* Start *
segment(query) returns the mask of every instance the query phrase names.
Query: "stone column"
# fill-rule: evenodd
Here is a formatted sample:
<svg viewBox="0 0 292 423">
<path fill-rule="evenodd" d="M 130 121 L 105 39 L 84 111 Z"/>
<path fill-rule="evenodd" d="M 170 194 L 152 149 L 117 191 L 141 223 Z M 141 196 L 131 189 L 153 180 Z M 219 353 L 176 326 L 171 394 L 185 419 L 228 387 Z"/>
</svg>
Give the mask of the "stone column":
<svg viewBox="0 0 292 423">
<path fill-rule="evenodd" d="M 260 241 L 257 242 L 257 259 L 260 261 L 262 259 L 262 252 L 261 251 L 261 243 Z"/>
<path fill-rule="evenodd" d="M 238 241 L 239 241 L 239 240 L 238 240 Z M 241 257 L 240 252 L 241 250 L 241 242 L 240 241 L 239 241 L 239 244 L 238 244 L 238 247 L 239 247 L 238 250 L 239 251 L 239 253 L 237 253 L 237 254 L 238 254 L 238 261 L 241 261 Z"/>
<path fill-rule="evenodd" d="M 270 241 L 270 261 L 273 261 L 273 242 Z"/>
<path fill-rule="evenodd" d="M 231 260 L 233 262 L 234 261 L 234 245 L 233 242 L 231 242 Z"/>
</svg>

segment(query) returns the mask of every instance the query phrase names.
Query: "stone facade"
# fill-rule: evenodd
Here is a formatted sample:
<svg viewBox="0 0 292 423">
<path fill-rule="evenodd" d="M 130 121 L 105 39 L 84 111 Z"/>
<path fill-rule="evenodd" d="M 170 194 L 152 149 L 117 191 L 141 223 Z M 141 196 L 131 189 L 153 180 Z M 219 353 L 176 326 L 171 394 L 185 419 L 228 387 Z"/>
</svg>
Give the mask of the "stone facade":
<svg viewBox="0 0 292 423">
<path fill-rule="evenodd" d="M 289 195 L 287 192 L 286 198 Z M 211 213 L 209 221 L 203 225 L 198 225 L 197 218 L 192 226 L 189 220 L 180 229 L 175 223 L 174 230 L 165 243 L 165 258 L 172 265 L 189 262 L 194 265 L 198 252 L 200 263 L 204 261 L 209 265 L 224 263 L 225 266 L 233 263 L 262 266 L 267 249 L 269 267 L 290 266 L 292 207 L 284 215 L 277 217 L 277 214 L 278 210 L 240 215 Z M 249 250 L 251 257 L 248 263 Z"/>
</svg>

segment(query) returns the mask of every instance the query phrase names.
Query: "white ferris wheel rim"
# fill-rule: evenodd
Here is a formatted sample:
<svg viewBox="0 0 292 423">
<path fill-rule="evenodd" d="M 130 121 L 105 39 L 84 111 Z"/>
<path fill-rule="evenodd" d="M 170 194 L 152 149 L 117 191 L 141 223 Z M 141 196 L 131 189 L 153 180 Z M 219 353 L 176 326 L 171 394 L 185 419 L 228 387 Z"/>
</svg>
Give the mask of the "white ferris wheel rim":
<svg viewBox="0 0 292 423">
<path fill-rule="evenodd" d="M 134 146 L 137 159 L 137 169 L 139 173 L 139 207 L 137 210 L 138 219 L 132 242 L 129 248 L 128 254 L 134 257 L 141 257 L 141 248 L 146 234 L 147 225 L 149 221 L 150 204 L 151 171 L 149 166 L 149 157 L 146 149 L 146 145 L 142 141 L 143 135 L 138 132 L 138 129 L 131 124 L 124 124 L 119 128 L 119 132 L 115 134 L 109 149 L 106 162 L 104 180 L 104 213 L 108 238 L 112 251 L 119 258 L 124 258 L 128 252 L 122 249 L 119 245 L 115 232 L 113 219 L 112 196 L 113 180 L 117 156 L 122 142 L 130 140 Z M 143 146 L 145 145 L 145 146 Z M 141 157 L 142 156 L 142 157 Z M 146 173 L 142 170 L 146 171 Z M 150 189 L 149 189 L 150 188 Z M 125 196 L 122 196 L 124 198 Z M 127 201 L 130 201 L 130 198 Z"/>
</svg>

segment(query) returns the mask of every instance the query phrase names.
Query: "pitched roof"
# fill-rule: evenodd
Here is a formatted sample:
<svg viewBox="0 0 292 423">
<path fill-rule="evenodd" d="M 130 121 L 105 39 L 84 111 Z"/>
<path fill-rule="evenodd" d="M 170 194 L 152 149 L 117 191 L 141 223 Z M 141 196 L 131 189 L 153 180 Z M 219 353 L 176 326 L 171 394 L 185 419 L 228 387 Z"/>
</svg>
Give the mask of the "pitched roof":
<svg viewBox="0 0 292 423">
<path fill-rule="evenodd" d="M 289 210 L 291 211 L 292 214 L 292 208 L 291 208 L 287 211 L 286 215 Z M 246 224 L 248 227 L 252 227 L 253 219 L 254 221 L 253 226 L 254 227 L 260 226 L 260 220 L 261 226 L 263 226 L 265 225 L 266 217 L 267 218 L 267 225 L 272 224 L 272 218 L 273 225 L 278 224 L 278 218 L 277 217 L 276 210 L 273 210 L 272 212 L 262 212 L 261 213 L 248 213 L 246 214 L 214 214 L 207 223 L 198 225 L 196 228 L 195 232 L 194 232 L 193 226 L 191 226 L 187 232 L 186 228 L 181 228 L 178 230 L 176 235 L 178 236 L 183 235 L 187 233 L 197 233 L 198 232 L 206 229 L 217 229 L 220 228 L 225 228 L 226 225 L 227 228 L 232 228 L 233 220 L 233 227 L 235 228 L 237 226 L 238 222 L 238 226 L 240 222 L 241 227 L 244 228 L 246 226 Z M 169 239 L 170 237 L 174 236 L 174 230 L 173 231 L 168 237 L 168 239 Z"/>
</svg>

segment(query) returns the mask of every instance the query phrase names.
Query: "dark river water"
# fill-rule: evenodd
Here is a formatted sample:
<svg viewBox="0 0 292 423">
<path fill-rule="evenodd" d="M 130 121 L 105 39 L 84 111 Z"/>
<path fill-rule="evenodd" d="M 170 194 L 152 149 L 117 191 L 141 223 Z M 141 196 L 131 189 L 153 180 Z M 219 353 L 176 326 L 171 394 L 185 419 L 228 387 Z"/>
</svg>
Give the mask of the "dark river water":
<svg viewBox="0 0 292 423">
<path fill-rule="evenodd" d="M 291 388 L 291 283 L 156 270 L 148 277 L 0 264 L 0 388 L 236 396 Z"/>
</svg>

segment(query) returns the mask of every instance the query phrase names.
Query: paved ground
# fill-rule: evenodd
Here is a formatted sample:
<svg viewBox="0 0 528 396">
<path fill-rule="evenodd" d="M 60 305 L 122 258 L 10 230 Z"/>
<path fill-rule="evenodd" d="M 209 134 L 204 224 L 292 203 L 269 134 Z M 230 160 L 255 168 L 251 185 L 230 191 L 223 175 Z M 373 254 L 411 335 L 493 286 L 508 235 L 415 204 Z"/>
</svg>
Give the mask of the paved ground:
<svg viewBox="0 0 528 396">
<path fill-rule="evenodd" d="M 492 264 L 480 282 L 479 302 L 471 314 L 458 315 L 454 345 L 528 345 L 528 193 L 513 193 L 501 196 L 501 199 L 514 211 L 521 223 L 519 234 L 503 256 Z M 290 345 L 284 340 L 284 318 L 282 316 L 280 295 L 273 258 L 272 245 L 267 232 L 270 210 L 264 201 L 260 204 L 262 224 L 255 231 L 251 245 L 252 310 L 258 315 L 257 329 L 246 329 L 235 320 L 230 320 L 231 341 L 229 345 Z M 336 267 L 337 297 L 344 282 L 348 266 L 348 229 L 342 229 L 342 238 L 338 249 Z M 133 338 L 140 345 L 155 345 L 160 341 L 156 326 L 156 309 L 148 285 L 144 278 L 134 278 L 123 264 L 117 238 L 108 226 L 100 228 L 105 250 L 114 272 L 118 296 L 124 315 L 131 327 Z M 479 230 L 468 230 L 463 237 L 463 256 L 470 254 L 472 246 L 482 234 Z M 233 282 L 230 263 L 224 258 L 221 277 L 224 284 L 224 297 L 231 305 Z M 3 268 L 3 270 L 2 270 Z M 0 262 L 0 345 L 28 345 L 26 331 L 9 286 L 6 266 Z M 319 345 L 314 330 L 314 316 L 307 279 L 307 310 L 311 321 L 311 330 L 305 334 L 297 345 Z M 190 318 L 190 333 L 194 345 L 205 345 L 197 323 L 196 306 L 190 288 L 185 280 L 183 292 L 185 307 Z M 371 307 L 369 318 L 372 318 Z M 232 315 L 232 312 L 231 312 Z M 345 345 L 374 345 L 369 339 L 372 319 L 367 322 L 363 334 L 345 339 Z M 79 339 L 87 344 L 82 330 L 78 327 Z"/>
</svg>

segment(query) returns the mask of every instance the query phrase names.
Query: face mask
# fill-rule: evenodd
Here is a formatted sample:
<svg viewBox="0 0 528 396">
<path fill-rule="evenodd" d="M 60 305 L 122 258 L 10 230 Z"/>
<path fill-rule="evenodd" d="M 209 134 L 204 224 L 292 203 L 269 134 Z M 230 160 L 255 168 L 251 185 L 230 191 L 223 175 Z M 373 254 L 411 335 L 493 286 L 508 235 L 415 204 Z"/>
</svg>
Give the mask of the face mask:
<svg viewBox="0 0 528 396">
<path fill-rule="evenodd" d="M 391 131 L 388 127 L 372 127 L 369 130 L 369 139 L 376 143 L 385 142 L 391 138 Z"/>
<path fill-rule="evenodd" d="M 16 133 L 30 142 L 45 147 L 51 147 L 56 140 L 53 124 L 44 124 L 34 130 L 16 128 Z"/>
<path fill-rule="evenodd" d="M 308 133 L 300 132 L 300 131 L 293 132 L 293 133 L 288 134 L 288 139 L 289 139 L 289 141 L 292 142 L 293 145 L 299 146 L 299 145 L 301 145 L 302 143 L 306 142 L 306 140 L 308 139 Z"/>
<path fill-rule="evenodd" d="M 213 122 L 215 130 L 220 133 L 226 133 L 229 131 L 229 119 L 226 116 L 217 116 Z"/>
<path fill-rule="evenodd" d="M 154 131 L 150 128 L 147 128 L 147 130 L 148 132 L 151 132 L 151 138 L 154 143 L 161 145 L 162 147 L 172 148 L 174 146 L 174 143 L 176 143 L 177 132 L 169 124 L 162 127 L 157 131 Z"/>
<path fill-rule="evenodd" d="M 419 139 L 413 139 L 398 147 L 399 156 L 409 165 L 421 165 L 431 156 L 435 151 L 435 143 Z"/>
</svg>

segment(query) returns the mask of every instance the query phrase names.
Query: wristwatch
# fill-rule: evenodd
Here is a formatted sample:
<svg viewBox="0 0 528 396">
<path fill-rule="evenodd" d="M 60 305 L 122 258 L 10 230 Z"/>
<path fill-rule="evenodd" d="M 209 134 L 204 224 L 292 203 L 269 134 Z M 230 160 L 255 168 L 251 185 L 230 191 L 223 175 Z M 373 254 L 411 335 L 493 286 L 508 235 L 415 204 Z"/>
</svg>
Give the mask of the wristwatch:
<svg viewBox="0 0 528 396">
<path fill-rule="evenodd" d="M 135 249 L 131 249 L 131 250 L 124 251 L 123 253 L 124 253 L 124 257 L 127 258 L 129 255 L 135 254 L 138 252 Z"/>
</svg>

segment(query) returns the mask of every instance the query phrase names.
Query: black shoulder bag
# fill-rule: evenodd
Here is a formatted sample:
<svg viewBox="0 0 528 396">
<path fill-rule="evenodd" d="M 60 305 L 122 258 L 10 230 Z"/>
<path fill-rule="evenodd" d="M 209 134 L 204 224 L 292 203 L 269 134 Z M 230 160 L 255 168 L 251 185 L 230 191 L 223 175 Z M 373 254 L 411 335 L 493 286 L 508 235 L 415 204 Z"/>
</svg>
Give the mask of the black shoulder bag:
* End *
### What is needed
Put the stretch from the start of the rows above through the line containing "270 241 L 270" into a Markdown table with two columns, Number and Line, where Number counts each line in order. Leave out blank lines.

### Response below
| Number | Line |
|---|---|
| 1 | segment(query) returns the mask of every instance the query phrase names. |
| 2 | Query: "stone column" |
| 3 | # fill-rule: evenodd |
| 4 | Here is a formatted sample: |
| 5 | <svg viewBox="0 0 292 423"> |
| 6 | <path fill-rule="evenodd" d="M 130 121 L 105 39 L 84 111 Z"/> |
| 7 | <path fill-rule="evenodd" d="M 170 194 L 152 149 L 117 191 L 141 223 Z M 141 196 L 131 189 L 153 180 Z M 219 353 L 176 326 L 171 394 L 185 419 L 228 387 Z"/> |
| 8 | </svg> |
| 9 | Give the mask of the "stone column": |
| 10 | <svg viewBox="0 0 292 423"> |
| 11 | <path fill-rule="evenodd" d="M 260 241 L 257 242 L 257 259 L 260 261 L 262 259 L 262 252 L 261 251 L 261 243 Z"/> |
| 12 | <path fill-rule="evenodd" d="M 238 241 L 239 241 L 239 240 L 238 240 Z M 241 257 L 240 252 L 241 250 L 241 242 L 240 241 L 239 241 L 239 244 L 238 244 L 238 247 L 239 247 L 238 250 L 239 251 L 239 253 L 237 253 L 237 254 L 238 254 L 238 261 L 241 261 Z"/> |
| 13 | <path fill-rule="evenodd" d="M 270 241 L 270 261 L 273 261 L 273 242 Z"/> |